Task directions
Can you rewrite every line of the listing below as a JSON list of strings, one string per line, with blank lines left out?

------------------------------------------------------------------------

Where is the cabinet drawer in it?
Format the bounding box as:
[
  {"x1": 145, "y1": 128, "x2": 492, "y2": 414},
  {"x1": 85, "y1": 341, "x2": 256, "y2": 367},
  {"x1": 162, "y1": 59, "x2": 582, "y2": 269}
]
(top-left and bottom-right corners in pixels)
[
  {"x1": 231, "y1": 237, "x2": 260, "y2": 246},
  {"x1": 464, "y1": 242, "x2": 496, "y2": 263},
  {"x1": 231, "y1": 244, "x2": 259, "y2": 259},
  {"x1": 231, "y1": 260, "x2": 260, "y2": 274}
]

------------------------------------------------------------------------

The response
[
  "Where is the cabinet drawer in it?",
  "Format the bounding box as:",
  "[",
  "  {\"x1\": 145, \"y1\": 128, \"x2\": 492, \"y2\": 414},",
  "  {\"x1\": 85, \"y1\": 341, \"x2\": 256, \"y2\": 367},",
  "  {\"x1\": 162, \"y1\": 59, \"x2\": 582, \"y2\": 269}",
  "]",
  "(top-left and bottom-right corners in pixels)",
  "[",
  "  {\"x1\": 231, \"y1\": 237, \"x2\": 260, \"y2\": 246},",
  "  {\"x1\": 464, \"y1\": 242, \"x2\": 496, \"y2\": 263},",
  "  {\"x1\": 231, \"y1\": 244, \"x2\": 259, \"y2\": 259},",
  "  {\"x1\": 231, \"y1\": 260, \"x2\": 260, \"y2\": 274}",
  "]"
]